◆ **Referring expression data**

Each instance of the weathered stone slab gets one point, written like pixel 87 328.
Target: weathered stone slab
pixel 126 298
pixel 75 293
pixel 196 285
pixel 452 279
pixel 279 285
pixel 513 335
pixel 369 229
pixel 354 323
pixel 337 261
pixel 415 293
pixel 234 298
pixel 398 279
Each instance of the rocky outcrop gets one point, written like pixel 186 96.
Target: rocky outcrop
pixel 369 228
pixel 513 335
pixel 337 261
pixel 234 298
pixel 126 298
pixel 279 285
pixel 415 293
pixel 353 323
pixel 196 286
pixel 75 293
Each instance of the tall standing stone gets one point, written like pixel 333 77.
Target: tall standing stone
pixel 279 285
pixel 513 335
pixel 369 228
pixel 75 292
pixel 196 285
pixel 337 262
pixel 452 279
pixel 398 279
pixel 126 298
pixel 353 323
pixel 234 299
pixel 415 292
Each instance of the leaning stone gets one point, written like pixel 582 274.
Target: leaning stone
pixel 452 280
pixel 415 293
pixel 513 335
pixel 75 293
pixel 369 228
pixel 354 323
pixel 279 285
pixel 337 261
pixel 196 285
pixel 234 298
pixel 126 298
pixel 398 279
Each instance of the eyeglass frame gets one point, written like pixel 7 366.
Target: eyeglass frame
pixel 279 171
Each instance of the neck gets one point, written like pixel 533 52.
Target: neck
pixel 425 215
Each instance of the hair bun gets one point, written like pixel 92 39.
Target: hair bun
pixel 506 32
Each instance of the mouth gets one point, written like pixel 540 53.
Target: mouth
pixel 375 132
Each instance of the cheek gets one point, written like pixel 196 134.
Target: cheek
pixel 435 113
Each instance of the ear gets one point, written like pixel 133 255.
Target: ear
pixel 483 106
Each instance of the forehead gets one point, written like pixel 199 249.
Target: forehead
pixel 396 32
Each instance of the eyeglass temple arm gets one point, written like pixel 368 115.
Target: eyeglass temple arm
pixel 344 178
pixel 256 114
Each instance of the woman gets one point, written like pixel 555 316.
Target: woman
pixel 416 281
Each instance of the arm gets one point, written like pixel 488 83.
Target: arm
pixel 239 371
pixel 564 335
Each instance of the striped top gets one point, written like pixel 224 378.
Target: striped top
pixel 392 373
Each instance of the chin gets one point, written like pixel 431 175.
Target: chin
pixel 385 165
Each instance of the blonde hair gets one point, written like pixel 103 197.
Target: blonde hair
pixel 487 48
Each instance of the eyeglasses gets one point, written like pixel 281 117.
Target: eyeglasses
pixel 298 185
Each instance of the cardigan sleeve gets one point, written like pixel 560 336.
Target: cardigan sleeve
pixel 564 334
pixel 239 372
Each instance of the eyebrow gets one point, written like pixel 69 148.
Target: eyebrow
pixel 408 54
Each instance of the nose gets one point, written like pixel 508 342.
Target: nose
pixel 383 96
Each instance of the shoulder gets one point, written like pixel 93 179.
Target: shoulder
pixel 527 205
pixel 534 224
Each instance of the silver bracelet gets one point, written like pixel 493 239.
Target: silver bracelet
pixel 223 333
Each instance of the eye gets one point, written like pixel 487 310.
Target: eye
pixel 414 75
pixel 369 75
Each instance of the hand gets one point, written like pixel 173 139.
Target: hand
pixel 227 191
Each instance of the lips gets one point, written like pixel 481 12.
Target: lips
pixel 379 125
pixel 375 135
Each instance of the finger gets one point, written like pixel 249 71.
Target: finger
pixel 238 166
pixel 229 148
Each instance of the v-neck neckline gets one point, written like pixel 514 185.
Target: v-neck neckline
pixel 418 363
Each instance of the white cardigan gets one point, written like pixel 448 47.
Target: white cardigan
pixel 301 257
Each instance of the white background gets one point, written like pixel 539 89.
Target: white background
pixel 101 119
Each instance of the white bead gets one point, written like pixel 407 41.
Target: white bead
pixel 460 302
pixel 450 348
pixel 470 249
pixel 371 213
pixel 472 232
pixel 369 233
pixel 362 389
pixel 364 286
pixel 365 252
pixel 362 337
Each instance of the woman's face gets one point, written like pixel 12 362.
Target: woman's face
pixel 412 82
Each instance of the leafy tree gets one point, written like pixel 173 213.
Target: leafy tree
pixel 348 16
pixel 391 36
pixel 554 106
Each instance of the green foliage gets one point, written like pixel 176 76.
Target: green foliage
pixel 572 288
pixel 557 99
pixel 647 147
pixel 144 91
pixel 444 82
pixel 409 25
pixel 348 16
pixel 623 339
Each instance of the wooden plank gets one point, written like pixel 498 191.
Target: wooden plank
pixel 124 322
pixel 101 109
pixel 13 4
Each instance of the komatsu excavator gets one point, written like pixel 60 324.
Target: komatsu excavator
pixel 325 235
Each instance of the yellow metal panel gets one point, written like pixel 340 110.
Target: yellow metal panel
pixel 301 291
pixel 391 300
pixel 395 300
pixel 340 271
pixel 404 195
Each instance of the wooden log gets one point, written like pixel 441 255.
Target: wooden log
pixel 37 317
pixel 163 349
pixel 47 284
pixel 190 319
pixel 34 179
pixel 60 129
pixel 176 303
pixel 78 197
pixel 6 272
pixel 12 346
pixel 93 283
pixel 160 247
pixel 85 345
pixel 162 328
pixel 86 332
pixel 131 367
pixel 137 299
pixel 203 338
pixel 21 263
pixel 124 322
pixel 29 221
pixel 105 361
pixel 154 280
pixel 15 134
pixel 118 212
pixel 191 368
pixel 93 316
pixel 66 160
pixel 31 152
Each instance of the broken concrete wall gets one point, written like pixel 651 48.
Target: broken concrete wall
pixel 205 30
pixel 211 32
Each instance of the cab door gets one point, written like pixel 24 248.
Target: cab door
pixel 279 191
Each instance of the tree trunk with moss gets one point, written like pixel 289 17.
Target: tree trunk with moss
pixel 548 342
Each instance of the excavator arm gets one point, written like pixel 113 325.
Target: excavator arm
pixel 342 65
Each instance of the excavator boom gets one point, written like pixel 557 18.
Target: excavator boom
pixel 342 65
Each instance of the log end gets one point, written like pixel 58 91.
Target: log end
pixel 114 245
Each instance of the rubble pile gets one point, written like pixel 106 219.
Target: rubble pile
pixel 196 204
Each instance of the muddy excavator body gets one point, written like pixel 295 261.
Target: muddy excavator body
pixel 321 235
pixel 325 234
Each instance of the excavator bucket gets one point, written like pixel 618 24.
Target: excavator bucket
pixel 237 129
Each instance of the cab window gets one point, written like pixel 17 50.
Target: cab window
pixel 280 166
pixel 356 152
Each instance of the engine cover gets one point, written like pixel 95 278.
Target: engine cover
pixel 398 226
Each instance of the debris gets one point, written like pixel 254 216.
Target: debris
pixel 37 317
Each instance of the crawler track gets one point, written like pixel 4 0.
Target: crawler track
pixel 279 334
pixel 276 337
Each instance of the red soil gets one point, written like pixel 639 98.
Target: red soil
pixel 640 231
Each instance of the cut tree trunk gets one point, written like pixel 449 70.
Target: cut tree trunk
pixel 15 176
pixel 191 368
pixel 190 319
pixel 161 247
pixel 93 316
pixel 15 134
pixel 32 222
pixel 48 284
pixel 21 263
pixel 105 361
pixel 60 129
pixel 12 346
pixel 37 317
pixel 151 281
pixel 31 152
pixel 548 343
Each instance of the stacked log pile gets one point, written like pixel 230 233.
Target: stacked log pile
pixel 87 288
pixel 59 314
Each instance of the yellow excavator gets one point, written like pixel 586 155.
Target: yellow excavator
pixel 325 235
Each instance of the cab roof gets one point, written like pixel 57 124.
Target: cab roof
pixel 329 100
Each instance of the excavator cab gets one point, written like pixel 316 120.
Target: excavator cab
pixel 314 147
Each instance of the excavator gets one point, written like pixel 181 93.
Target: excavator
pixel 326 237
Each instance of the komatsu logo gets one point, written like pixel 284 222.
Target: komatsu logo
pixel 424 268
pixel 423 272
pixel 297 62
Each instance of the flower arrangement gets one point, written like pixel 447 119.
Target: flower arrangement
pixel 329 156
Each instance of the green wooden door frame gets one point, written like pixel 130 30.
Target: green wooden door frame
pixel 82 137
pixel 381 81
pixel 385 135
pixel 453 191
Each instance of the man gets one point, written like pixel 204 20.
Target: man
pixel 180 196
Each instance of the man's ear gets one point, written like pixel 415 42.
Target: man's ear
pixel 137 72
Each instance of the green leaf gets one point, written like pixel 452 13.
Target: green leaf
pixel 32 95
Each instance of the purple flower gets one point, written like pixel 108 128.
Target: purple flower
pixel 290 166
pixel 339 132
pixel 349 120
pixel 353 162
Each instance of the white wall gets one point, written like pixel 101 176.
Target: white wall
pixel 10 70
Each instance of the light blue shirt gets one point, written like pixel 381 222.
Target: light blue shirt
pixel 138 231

◆ **TASK BRIEF**
What you give back must be the stretch above, starting at the line with "Target: white background" and ending at the line with "Each instance of the green foliage", copied exactly.

◆ **OUTPUT OF THE EXERCISE**
Target: white background
pixel 101 119
Each instance of the white bead gets one point, written like pixel 407 41.
Target: white bead
pixel 460 302
pixel 450 348
pixel 470 249
pixel 371 213
pixel 472 232
pixel 369 233
pixel 362 389
pixel 364 286
pixel 365 252
pixel 362 337
Each instance of the woman's face gets one point, written like pixel 12 362.
Target: woman's face
pixel 412 82
Each instance of the leafy tree gets one point, written like pixel 173 213.
Target: leafy tree
pixel 348 16
pixel 391 36
pixel 554 106
Each instance of the green foliage gets one point, written like pixel 176 76.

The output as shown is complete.